- **WHAT THIS TASK INVOLVES**: Print every line of the records below exactly as it reads.
─── DATA SUPPLIED
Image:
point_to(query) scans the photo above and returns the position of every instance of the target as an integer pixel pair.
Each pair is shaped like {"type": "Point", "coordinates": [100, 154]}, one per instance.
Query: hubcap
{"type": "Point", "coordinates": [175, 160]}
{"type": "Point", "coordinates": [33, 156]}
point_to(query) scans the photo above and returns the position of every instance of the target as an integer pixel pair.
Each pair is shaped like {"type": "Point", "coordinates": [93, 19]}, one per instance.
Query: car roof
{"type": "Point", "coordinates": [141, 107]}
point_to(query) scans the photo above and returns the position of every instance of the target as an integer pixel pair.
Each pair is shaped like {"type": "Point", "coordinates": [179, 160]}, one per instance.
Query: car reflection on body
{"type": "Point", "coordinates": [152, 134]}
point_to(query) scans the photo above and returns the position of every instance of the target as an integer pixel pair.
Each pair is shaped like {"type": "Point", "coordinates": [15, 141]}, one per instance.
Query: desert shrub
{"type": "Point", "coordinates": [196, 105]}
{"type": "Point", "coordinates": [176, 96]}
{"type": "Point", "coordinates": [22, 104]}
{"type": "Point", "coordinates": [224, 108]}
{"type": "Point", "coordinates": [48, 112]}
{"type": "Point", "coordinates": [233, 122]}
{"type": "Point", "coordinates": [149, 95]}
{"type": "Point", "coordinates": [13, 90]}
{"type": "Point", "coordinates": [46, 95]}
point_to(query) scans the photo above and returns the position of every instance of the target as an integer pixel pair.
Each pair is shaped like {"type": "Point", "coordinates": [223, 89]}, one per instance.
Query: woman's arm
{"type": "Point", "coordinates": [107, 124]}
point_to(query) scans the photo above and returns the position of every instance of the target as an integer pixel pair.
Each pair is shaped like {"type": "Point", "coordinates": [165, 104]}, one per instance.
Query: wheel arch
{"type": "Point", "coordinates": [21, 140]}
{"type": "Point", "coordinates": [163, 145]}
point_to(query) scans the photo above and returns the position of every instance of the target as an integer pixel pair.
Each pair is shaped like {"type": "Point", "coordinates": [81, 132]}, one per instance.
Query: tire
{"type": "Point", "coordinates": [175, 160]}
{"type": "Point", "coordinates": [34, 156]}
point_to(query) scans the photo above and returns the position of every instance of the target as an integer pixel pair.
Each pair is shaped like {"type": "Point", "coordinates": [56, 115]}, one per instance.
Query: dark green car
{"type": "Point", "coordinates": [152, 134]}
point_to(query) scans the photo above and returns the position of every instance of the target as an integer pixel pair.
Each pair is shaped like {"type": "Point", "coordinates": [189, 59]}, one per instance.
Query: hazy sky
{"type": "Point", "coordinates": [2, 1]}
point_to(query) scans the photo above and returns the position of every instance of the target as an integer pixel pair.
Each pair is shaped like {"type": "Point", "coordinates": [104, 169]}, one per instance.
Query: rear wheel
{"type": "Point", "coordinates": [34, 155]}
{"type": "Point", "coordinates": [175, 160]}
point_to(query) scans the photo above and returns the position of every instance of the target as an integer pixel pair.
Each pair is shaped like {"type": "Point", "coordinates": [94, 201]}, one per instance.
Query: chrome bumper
──────
- **ANSWER TO THIS EXERCISE**:
Image:
point_to(query) scans the photo above and returns the position of every instance of the target as an integer pixel pair.
Each pair is shaped like {"type": "Point", "coordinates": [100, 154]}, one per instance.
Query: hubcap
{"type": "Point", "coordinates": [175, 160]}
{"type": "Point", "coordinates": [33, 156]}
point_to(query) scans the photo above and returns the position of every instance of the target as an integer pixel pair.
Each pair is shaped like {"type": "Point", "coordinates": [93, 19]}, one per instance.
Query: car roof
{"type": "Point", "coordinates": [141, 107]}
point_to(query) scans the photo above and returns the position of every instance of the target as an integer pixel pair.
Each pair is shaped like {"type": "Point", "coordinates": [179, 160]}, one per instance.
Query: car reflection on body
{"type": "Point", "coordinates": [152, 134]}
point_to(query) scans the photo above and returns the position of every instance of the target as an integer pixel pair.
Each pair is shaped like {"type": "Point", "coordinates": [15, 141]}, one per instance.
Query: desert shrub
{"type": "Point", "coordinates": [196, 105]}
{"type": "Point", "coordinates": [176, 96]}
{"type": "Point", "coordinates": [22, 104]}
{"type": "Point", "coordinates": [224, 108]}
{"type": "Point", "coordinates": [48, 112]}
{"type": "Point", "coordinates": [233, 122]}
{"type": "Point", "coordinates": [149, 95]}
{"type": "Point", "coordinates": [13, 90]}
{"type": "Point", "coordinates": [46, 95]}
point_to(query) scans the photo above and returns the position of every instance of the target as an integer pixel pair.
Each pair is shaped like {"type": "Point", "coordinates": [223, 89]}, one per instance.
Query: woman's arm
{"type": "Point", "coordinates": [107, 124]}
point_to(query) scans the photo above and returns the position of every instance of the target as an integer pixel pair.
Each pair is shaped like {"type": "Point", "coordinates": [165, 104]}, one per instance.
Query: wheel arch
{"type": "Point", "coordinates": [21, 140]}
{"type": "Point", "coordinates": [163, 145]}
point_to(query) scans the photo above and returns the position of every instance of the target as an integer pixel pair.
Each pair is shaped like {"type": "Point", "coordinates": [81, 132]}, one per instance.
Query: tire
{"type": "Point", "coordinates": [175, 160]}
{"type": "Point", "coordinates": [34, 156]}
point_to(query) scans the photo above and returns the position of every instance of the target as an integer pixel pair.
Each pair is shaped like {"type": "Point", "coordinates": [56, 115]}, one per instance.
Query: dark green car
{"type": "Point", "coordinates": [152, 134]}
point_to(query) scans the photo above and returns the position of every instance of the target as an integer pixel pair.
Each pair is shaped like {"type": "Point", "coordinates": [189, 59]}, one per instance.
Query: hazy sky
{"type": "Point", "coordinates": [2, 1]}
point_to(query) scans the photo above and returns the position of every instance of the target as an integer pixel pair.
Each pair is shaped like {"type": "Point", "coordinates": [104, 169]}, one per instance.
Query: rear wheel
{"type": "Point", "coordinates": [34, 155]}
{"type": "Point", "coordinates": [175, 160]}
point_to(query) scans the photo above and returns the position of every instance of the target as an integer pixel pair.
Each pair is shaped like {"type": "Point", "coordinates": [94, 201]}, one per instance.
Query: chrome bumper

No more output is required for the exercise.